Print out the data below. Do not alter a single line.
##### Entries shown #####
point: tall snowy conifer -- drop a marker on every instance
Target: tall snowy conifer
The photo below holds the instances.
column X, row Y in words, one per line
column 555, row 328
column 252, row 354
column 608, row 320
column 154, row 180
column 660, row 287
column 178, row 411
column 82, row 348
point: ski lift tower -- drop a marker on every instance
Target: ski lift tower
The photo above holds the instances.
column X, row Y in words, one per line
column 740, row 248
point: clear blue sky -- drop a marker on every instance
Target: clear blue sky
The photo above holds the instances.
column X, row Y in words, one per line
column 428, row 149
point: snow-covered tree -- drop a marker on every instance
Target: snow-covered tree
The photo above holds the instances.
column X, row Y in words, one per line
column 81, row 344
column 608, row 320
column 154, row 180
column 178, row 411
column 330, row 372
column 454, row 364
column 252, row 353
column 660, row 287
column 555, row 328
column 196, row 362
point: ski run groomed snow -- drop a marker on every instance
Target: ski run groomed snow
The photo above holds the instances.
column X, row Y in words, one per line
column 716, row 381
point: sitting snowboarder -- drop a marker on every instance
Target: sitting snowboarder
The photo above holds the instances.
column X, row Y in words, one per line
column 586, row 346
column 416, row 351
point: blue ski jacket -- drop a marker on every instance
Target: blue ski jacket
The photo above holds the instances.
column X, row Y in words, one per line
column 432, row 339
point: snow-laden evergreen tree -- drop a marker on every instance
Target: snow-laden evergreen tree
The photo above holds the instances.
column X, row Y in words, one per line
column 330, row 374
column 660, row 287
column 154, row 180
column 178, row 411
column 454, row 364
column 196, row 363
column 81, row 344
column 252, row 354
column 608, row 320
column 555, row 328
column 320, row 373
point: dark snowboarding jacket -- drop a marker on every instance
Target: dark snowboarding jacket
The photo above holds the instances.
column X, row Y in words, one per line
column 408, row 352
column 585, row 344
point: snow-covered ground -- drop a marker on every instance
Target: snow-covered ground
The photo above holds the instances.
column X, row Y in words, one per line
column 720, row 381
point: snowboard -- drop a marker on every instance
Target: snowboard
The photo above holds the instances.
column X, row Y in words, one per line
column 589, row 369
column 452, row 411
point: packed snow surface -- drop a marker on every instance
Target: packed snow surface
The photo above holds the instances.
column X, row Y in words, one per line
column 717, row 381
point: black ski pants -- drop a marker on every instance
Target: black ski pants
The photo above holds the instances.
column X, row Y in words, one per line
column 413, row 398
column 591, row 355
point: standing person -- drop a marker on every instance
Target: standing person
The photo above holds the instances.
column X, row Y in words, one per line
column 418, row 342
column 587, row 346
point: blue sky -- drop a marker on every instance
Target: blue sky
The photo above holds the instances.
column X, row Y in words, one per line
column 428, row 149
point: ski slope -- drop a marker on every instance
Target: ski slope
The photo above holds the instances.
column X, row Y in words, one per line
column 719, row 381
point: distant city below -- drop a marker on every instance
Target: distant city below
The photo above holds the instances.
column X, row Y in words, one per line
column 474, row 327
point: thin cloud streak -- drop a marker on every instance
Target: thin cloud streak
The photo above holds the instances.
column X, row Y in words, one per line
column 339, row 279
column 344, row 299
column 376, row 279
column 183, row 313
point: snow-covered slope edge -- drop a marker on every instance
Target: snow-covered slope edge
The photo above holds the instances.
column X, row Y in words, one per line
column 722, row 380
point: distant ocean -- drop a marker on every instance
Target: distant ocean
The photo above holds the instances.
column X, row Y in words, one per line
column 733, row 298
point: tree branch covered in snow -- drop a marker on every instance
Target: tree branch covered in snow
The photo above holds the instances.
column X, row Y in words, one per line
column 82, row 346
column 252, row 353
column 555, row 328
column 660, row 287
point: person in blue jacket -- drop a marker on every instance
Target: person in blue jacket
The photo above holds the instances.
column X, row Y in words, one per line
#####
Reply
point: tall snowy conifer -- drop a marker on every instance
Target: tall snowy conifer
The photo below holds the instances.
column X, row Y in words, one per line
column 555, row 328
column 252, row 354
column 608, row 320
column 154, row 180
column 660, row 287
column 178, row 411
column 82, row 348
point: ski lift tower -- drop a marker on every instance
Target: ski lift tower
The photo above holds the instances.
column X, row Y in words, one per line
column 740, row 248
point: clear blue sky -- drop a marker on every instance
Target: clear blue sky
The photo above holds the instances.
column X, row Y in words, one per line
column 428, row 149
point: snow-covered tree -- drop a marker on every instance
Target: snow-covered tree
The photo above holds the instances.
column X, row Y in words, one per line
column 81, row 344
column 608, row 320
column 154, row 180
column 178, row 411
column 330, row 372
column 454, row 364
column 252, row 353
column 660, row 287
column 555, row 328
column 196, row 362
point: ski run groomed snow -- drop a marker on every instance
Target: ski run groomed snow
The photo above holds the instances.
column X, row Y in words, one per line
column 716, row 381
point: sitting snowboarder -- drop a marker on every instance
Target: sitting snowboarder
The photo above holds the instances.
column X, row Y in words, one per line
column 586, row 346
column 416, row 351
point: blue ski jacket -- drop a marker on every instance
Target: blue ski jacket
The photo above holds the instances.
column X, row Y in words, one per line
column 432, row 339
point: snow-laden evergreen tree -- drop a marker on every instance
Target: snow-laden evergreen tree
The photo above holds the instances.
column X, row Y in words, one per line
column 330, row 374
column 660, row 287
column 154, row 180
column 178, row 411
column 454, row 364
column 196, row 363
column 81, row 344
column 252, row 354
column 608, row 320
column 555, row 328
column 320, row 373
point: dark snowboarding jacket -- drop a marker on every instance
Target: dark snowboarding jacket
The photo above holds the instances.
column X, row Y in words, one per line
column 408, row 352
column 585, row 344
point: snow-covered ground -- drop a marker on every instance
Target: snow-covered ground
The photo above holds the instances.
column X, row Y in words, one per line
column 720, row 381
point: snowboard -- drop a marker on every instance
Target: snowboard
The photo above holds the instances.
column X, row Y in words, one per line
column 589, row 369
column 452, row 411
point: packed snow surface -- drop a marker on every instance
Target: packed snow surface
The photo above holds the instances.
column X, row Y in words, one per line
column 717, row 381
point: black ski pants -- drop a marker on every instance
Target: black ski pants
The photo above holds the instances.
column X, row Y in words, one per line
column 413, row 398
column 591, row 355
point: standing person -- drop a marker on every instance
Target: standing person
The photo above holds the instances.
column X, row Y in words, one per line
column 418, row 342
column 587, row 346
point: blue sky -- drop a marker on every instance
Target: blue sky
The photo above holds the instances.
column X, row Y in words, one per line
column 428, row 149
point: ski slope -- drop a marker on every instance
Target: ski slope
The photo above holds the instances.
column X, row Y in words, one per line
column 719, row 381
point: distant city below -- drop a marker on every instance
Target: distant city below
The photo above holds the instances.
column X, row Y in words, one per line
column 474, row 327
point: thin cloud streak -- drop a marker on every instance
Target: thin cloud streak
The photo above holds the instances.
column X, row Y in words, one per line
column 339, row 279
column 344, row 299
column 376, row 279
column 183, row 313
point: snow-covered slope edge -- drop a marker on every instance
Target: snow-covered slope edge
The photo above holds the instances.
column X, row Y in words, one per line
column 722, row 380
point: distant ocean -- drop a marker on every instance
Target: distant ocean
The photo above holds the instances.
column X, row Y in words, one per line
column 733, row 298
point: tree branch covered in snow -- drop a marker on every instance
Target: tree branch covered in snow
The photo above holds the instances.
column X, row Y in words, one per line
column 82, row 346
column 252, row 353
column 555, row 328
column 660, row 287
point: person in blue jacket -- drop a marker on every instance
Target: person in blue jacket
The photo above holds the instances.
column X, row Y in words, one per line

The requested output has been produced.